INFORMATION GIVEN
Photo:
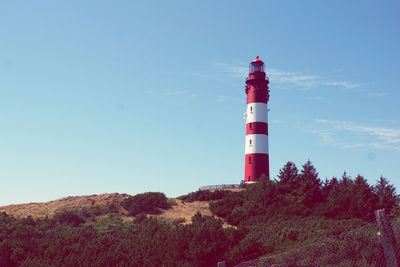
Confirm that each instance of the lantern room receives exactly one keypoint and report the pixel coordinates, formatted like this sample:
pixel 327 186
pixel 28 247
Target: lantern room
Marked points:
pixel 256 65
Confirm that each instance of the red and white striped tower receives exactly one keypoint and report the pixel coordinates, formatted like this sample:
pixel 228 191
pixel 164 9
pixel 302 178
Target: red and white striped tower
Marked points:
pixel 256 148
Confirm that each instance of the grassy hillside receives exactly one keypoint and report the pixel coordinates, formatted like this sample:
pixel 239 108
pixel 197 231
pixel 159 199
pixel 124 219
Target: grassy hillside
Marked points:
pixel 203 227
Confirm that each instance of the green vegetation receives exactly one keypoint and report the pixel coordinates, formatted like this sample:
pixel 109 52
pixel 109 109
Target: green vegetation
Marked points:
pixel 269 217
pixel 150 202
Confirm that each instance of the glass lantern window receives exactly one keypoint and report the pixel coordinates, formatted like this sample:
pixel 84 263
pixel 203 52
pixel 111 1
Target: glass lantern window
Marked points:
pixel 256 66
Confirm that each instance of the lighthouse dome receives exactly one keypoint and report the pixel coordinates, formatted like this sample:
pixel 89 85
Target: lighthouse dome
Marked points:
pixel 256 65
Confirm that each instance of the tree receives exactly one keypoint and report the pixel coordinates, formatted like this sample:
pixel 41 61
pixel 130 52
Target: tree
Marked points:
pixel 288 178
pixel 309 190
pixel 387 197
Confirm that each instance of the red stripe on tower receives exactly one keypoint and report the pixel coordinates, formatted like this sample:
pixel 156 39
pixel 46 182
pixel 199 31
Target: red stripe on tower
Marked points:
pixel 256 148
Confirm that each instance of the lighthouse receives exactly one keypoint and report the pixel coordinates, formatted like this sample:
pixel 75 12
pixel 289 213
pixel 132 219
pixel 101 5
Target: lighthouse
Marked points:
pixel 256 147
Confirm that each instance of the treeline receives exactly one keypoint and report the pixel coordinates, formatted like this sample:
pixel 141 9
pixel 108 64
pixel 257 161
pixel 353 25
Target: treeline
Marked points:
pixel 302 193
pixel 268 217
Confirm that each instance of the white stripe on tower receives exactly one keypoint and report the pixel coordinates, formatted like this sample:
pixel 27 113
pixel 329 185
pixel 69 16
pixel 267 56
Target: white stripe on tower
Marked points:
pixel 257 112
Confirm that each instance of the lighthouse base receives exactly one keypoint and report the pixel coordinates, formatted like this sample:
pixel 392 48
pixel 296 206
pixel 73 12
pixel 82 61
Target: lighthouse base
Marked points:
pixel 256 165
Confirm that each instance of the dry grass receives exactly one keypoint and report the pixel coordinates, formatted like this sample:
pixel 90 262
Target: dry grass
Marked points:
pixel 185 210
pixel 43 209
pixel 179 211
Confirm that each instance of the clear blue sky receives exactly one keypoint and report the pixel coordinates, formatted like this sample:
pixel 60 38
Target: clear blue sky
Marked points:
pixel 135 96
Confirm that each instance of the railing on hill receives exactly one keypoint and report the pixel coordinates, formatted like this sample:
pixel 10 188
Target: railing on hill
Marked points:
pixel 219 187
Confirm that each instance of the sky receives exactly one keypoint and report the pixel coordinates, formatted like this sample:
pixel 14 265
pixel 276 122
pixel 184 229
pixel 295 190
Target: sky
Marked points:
pixel 136 96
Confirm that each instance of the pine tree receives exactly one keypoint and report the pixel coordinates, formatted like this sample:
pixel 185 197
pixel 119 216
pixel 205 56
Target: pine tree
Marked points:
pixel 288 178
pixel 310 185
pixel 387 197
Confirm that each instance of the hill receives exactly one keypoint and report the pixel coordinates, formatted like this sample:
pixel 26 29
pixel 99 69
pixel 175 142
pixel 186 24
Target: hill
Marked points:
pixel 102 204
pixel 201 228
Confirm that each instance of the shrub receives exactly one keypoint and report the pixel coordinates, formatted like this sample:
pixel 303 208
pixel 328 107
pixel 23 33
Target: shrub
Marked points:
pixel 69 218
pixel 150 202
pixel 205 195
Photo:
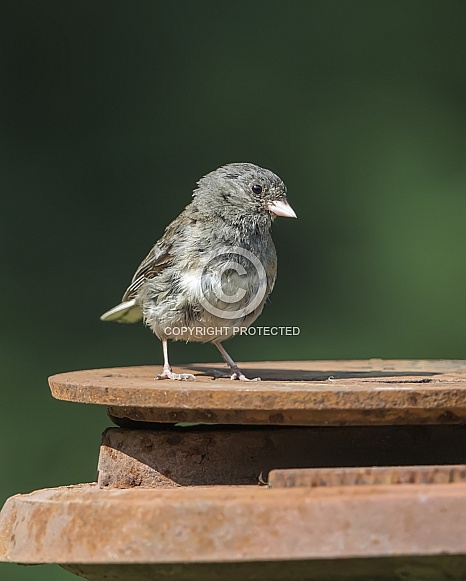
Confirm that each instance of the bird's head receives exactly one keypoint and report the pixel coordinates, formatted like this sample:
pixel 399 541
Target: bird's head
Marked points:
pixel 242 190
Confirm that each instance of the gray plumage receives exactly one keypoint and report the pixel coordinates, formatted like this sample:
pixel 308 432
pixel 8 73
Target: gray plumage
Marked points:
pixel 203 260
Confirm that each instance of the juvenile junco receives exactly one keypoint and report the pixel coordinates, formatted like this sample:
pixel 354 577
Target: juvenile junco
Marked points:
pixel 210 274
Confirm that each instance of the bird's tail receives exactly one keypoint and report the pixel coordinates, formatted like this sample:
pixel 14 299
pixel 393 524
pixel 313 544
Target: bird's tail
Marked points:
pixel 127 312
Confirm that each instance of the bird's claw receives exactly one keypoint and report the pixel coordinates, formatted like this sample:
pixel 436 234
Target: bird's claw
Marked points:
pixel 239 376
pixel 169 374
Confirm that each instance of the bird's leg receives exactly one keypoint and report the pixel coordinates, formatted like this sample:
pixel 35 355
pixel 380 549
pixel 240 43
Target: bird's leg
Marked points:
pixel 236 373
pixel 167 370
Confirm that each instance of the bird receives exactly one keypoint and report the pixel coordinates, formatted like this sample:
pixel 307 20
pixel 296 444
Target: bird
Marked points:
pixel 210 273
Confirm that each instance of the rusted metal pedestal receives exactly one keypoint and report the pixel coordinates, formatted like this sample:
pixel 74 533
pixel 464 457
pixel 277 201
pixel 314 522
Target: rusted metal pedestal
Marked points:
pixel 235 499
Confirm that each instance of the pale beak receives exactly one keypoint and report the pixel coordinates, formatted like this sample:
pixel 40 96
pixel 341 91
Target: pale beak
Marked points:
pixel 281 208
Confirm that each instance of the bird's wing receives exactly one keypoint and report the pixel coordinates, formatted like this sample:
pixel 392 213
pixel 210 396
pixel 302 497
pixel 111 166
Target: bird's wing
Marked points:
pixel 157 259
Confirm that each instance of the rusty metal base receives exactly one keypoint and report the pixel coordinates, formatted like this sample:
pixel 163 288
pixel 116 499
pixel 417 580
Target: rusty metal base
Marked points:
pixel 387 569
pixel 407 532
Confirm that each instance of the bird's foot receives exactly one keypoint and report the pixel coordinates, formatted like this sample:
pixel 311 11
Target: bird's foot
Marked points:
pixel 238 375
pixel 235 374
pixel 169 374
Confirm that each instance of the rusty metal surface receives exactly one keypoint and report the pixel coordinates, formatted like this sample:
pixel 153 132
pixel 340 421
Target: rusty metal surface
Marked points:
pixel 291 393
pixel 88 525
pixel 370 476
pixel 441 568
pixel 209 455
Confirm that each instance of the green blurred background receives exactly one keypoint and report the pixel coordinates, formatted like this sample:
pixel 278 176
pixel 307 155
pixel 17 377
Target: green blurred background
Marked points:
pixel 110 112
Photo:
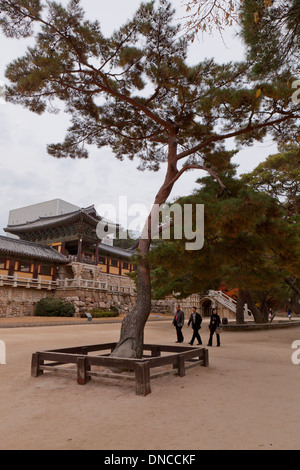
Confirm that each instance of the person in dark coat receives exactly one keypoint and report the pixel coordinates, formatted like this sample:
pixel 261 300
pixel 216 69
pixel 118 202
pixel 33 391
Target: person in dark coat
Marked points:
pixel 195 320
pixel 213 325
pixel 178 322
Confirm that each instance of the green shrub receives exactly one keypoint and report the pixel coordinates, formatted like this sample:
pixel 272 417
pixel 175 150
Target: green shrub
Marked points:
pixel 50 307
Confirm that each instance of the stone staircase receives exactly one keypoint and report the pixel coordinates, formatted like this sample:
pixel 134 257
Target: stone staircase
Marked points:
pixel 226 301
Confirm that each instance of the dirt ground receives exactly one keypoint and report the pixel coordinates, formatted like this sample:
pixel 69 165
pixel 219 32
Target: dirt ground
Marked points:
pixel 248 398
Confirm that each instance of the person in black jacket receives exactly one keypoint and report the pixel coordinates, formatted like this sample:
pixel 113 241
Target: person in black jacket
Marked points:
pixel 178 322
pixel 195 320
pixel 213 325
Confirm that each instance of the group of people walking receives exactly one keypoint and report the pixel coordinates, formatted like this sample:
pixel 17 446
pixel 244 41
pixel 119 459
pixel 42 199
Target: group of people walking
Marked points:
pixel 195 320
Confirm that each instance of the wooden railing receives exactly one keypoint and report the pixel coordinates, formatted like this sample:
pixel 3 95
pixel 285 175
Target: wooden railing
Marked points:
pixel 78 283
pixel 29 283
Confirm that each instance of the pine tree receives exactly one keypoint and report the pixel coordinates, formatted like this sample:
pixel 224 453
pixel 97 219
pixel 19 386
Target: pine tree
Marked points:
pixel 135 92
pixel 249 245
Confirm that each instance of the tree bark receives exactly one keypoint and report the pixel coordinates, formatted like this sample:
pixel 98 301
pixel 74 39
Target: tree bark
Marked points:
pixel 259 316
pixel 241 300
pixel 131 340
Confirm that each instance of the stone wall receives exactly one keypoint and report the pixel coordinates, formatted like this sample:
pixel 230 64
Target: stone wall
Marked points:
pixel 119 291
pixel 86 299
pixel 19 301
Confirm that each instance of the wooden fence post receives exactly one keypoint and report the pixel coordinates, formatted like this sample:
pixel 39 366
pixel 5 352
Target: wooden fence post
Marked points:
pixel 142 378
pixel 82 369
pixel 36 361
pixel 180 365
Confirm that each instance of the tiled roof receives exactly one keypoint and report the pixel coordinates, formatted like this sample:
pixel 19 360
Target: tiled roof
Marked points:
pixel 115 251
pixel 88 214
pixel 13 246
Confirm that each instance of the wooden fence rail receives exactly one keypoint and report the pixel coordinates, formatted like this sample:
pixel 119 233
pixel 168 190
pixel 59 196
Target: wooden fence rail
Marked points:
pixel 179 357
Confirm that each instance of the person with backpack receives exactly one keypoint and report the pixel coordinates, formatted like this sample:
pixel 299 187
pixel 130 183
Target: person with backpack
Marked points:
pixel 195 320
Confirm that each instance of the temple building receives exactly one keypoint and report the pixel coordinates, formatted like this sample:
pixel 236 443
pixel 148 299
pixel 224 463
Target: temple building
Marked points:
pixel 58 253
pixel 53 249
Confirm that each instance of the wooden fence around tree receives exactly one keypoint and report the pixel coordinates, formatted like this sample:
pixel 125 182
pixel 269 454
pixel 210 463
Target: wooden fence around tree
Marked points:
pixel 139 370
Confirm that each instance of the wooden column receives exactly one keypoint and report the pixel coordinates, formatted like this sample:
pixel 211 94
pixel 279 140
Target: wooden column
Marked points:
pixel 97 254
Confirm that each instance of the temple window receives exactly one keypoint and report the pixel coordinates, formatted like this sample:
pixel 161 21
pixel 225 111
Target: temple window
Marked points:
pixel 45 270
pixel 24 267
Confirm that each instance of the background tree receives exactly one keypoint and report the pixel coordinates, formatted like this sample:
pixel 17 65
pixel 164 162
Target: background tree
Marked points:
pixel 279 176
pixel 135 92
pixel 249 245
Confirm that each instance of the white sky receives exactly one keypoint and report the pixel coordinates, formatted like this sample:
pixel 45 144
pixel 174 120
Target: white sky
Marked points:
pixel 29 175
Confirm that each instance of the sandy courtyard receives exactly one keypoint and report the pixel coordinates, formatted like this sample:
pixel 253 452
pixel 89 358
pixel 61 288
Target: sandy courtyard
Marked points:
pixel 248 398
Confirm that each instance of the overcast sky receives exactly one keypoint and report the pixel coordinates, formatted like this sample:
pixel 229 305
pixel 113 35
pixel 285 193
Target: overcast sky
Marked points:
pixel 29 175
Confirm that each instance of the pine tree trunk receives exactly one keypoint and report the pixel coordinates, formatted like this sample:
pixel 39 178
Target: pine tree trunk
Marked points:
pixel 131 340
pixel 259 317
pixel 240 307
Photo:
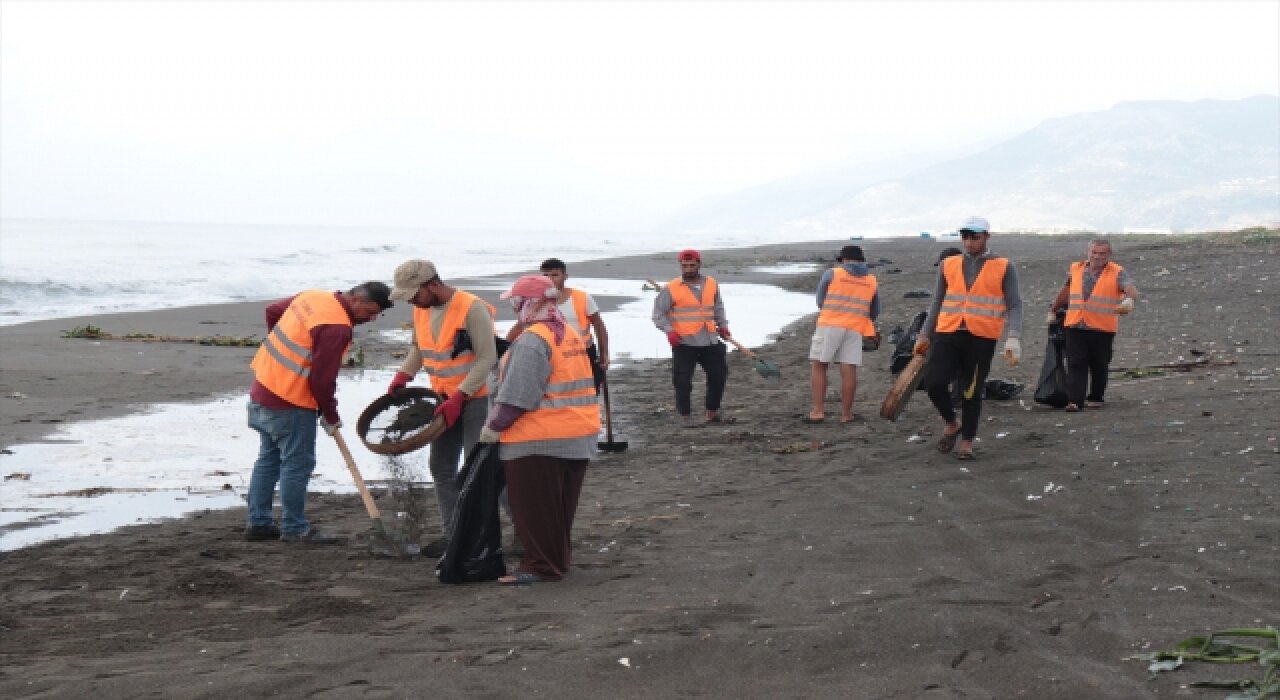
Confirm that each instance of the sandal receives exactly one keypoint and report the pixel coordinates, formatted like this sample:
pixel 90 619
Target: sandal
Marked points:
pixel 520 579
pixel 947 442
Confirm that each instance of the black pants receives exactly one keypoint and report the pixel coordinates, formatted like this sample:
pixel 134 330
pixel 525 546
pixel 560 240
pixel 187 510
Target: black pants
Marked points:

EXERCISE OBJECTIVE
Copy out everything from the line containing "Confirm that each instance of the person with" down to the line containing "pixel 53 249", both included, swapping "temple building" for "temple hall" and leaving every other part of those lines unchanged.

SOLVED PROBLEM
Confirm that each instance of the person with backpack receives exactly one keypoint and report the pixel coordinates, formatted like this sample:
pixel 299 187
pixel 130 183
Target: person with backpack
Marked points:
pixel 195 320
Confirm that each instance of the temple hall receives exactly one keypoint and report the pixel coordinates, formatted like this sample:
pixel 236 443
pixel 148 299
pixel 224 463
Target: temple hall
Marked points:
pixel 58 253
pixel 53 249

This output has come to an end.